Exercise brief: Output the data below in full, byte for byte. Nothing may differ.

Exercise data:

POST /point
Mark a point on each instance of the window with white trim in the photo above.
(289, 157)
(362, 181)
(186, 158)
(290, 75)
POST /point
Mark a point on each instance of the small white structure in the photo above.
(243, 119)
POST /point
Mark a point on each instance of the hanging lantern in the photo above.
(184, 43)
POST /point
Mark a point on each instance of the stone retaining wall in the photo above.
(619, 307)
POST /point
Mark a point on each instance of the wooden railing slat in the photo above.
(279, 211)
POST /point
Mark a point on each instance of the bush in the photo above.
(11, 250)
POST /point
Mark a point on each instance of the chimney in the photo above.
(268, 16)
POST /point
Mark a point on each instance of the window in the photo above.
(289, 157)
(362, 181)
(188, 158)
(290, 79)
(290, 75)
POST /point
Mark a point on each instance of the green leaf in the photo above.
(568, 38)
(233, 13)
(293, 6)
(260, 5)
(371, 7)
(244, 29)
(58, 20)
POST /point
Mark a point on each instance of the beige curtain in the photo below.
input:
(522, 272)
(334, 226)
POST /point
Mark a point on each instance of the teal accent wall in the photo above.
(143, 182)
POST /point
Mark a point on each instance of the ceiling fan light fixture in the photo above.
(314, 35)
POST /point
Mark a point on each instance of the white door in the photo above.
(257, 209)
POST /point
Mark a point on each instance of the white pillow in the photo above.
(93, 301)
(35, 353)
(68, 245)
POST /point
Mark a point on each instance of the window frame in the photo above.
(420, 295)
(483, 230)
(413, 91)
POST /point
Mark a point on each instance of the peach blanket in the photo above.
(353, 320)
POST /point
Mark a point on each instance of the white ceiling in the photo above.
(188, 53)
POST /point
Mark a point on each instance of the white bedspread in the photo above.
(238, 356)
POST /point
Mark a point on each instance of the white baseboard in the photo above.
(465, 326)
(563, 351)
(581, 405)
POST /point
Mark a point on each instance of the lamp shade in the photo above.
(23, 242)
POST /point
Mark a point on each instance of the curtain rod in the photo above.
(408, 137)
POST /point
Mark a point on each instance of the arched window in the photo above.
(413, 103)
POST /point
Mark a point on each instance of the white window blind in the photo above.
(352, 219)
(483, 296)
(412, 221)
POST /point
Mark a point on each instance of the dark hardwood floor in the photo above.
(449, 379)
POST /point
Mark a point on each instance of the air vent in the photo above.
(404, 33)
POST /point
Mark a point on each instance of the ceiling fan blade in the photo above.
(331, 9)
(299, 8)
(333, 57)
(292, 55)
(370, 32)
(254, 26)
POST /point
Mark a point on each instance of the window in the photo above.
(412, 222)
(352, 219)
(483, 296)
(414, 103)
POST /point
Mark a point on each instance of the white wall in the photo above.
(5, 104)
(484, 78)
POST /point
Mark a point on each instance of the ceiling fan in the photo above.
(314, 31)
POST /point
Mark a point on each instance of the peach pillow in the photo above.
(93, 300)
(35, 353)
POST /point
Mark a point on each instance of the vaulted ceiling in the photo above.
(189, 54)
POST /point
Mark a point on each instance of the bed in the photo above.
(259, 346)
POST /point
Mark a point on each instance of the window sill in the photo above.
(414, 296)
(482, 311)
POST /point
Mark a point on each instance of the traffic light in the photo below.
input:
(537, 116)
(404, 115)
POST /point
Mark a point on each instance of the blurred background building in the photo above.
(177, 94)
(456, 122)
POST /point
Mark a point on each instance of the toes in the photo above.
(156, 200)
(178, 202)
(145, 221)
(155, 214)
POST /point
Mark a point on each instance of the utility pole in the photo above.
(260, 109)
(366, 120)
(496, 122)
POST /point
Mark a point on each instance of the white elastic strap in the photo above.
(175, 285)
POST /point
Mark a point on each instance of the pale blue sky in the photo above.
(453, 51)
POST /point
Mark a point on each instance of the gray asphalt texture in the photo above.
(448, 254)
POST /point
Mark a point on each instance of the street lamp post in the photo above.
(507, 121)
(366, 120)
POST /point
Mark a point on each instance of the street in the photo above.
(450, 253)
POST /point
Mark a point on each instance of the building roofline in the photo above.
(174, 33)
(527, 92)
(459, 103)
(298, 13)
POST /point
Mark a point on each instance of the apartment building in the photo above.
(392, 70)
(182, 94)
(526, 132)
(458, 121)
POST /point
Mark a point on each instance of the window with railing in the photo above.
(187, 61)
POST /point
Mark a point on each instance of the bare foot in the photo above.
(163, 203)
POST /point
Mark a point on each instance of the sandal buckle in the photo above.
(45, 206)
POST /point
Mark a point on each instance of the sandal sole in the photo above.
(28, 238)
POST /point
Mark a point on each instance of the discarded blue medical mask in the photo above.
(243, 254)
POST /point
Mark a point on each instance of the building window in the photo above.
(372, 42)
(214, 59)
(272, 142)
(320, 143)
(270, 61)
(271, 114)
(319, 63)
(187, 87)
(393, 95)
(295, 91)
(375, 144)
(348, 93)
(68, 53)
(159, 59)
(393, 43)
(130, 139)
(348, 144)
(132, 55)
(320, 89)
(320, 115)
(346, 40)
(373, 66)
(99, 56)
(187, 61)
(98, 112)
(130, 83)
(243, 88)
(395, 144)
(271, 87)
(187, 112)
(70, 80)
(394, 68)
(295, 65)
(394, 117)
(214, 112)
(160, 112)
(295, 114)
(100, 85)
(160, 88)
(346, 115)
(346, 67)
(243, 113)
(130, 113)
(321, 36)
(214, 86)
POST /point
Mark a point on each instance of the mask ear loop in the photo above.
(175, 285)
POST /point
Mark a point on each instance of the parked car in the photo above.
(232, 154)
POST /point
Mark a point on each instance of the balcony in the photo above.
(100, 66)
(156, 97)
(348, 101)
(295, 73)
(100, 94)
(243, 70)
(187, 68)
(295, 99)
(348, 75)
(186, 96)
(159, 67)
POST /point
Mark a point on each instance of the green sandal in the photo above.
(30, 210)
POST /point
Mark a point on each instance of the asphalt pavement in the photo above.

Expected output:
POST /point
Mark a point on each instance of the window with white trim in the photo above.
(289, 157)
(362, 181)
(186, 158)
(290, 75)
POST /point
Mark a point on each instance of the small white structure in the photo above.
(243, 119)
POST /point
Mark a point on each instance of the hanging lantern in the photo above.
(184, 43)
POST /point
Mark a point on each instance of the stone retaining wall in the photo above.
(619, 307)
POST /point
Mark a point on each instance of the wooden railing slat in the photo above.
(279, 211)
POST /point
Mark a point on each instance of the bush in the photo above.
(11, 250)
POST /point
Mark a point on each instance of the chimney in the photo above.
(268, 16)
POST /point
Mark a point on each instance of the window in the photo above.
(289, 157)
(362, 181)
(188, 158)
(290, 79)
(290, 75)
POST /point
Mark a point on each instance of the green leaf in the photo above.
(568, 38)
(233, 13)
(293, 6)
(260, 5)
(371, 7)
(244, 29)
(58, 20)
POST /point
Mark a point on each instance of the beige curtain in the photo below.
input:
(522, 272)
(334, 226)
POST /point
Mark a point on each instance of the teal accent wall in the photo above.
(143, 182)
POST /point
Mark a point on each instance of the ceiling fan light fixture in the photo above.
(314, 35)
POST /point
Mark a point on each instance of the white door in the photo above.
(257, 209)
POST /point
Mark a point on each instance of the white pillow in the photo above.
(93, 301)
(35, 353)
(68, 245)
POST /point
Mark a point on each instance of the window frame in the photo above.
(420, 295)
(483, 230)
(413, 91)
POST /point
Mark a point on each instance of the peach blanket in the photo above.
(353, 320)
POST /point
Mark a point on each instance of the white ceiling in the photo above.
(188, 53)
POST /point
Mark a point on each instance of the white bedspread in the photo above.
(238, 356)
POST /point
Mark a point on each instance of the white baseboard in the photo above.
(465, 326)
(563, 351)
(581, 405)
POST /point
Mark a point on each instance of the lamp shade in the photo above.
(23, 242)
POST /point
Mark a point on each instance of the curtain rod in the photo above.
(408, 137)
POST /point
Mark a point on each instance of the arched window in the photo above.
(413, 103)
POST /point
Mark a point on each instance of the white window blind in the photo above.
(352, 219)
(483, 296)
(412, 221)
POST /point
Mark a point on each instance of the dark hardwood floor in the photo above.
(449, 379)
POST /point
Mark a point on each instance of the air vent in the photo above.
(404, 33)
POST /point
Mark a point on each instance of the ceiling fan blade in the photo above.
(331, 9)
(299, 8)
(333, 57)
(292, 55)
(370, 32)
(254, 26)
POST /point
Mark a point on each instance of the window in the photo above.
(412, 222)
(352, 219)
(483, 296)
(414, 103)
POST /point
Mark a point on each instance of the white wall in the photo above.
(5, 104)
(484, 78)
POST /point
Mark a point on each instance of the ceiling fan in the photo above.
(314, 31)
POST /point
Mark a point on each instance of the peach pillow in the photo above.
(93, 300)
(35, 353)
POST /point
Mark a point on each instance of the vaulted ceiling in the photo above.
(189, 54)
POST /point
Mark a point on each instance of the bed in the photo above.
(259, 346)
POST /point
Mark a point on each instance of the window sill in the photo above.
(414, 296)
(482, 311)
POST /point
Mark a point on each instance of the traffic light in the photo below.
input:
(537, 116)
(404, 115)
POST /point
Mark a point on each instance of the blurred background building in the photo above.
(177, 94)
(456, 122)
POST /point
Mark a point on each instance of the toes in the photo above.
(156, 200)
(178, 202)
(145, 221)
(155, 214)
POST /point
Mark a point on each instance of the utility pole in the photo above.
(260, 109)
(366, 120)
(496, 122)
POST /point
Mark a point on each instance of the white elastic strap in the photo above.
(175, 285)
POST /point
Mark a point on each instance of the pale blue sky in the photo above.
(453, 51)
POST /point
Mark a point on each instance of the gray asphalt texture in the photo above.
(448, 254)
POST /point
Mark a point on each instance of the street lamp post in the photo above.
(507, 121)
(366, 120)
POST /point
Mark a point on each instance of the street in the photo above.
(450, 253)
POST /point
Mark a point on each instance of the building roofline in the photo above.
(174, 33)
(527, 92)
(459, 103)
(298, 13)
POST /point
Mark a point on each instance of the apartment building in the photo above.
(392, 70)
(182, 94)
(526, 132)
(458, 121)
POST /point
Mark a point on each instance of the window with railing in the photo above.
(187, 61)
POST /point
Mark a point on each instance of the bare foot in the photo above.
(163, 203)
POST /point
Mark a point on each instance of the sandal buckle in the photo above.
(45, 206)
POST /point
Mark a point on each instance of the sandal sole in the photo above.
(28, 238)
POST /point
Mark a point on each instance of the discarded blue medical mask in the photo above.
(243, 254)
POST /point
Mark a point on each instance of the building window in the photo above.
(372, 42)
(214, 59)
(272, 142)
(320, 143)
(270, 61)
(271, 114)
(319, 63)
(187, 87)
(393, 95)
(295, 91)
(375, 144)
(348, 93)
(68, 53)
(159, 59)
(393, 43)
(130, 139)
(348, 144)
(132, 55)
(320, 89)
(320, 115)
(346, 40)
(373, 66)
(99, 56)
(187, 61)
(98, 112)
(130, 83)
(243, 88)
(395, 144)
(271, 87)
(187, 112)
(70, 80)
(394, 68)
(295, 65)
(394, 117)
(214, 112)
(160, 112)
(295, 114)
(100, 85)
(160, 88)
(346, 115)
(346, 67)
(243, 113)
(130, 113)
(321, 36)
(214, 86)
POST /point
Mark a point on each instance of the mask ear loop in the photo above.
(175, 285)
POST /point
Mark a point on each instance of the parked car in the photo above.
(232, 154)
POST /point
Mark a point on each instance of the balcony in the photo above.
(100, 66)
(156, 97)
(348, 101)
(295, 73)
(100, 94)
(243, 70)
(187, 68)
(295, 99)
(348, 75)
(186, 96)
(159, 67)
POST /point
Mark a point on each instance of the green sandal in the photo above.
(30, 210)
POST /point
Mark a point on each instance of the asphalt pavement in the photo above.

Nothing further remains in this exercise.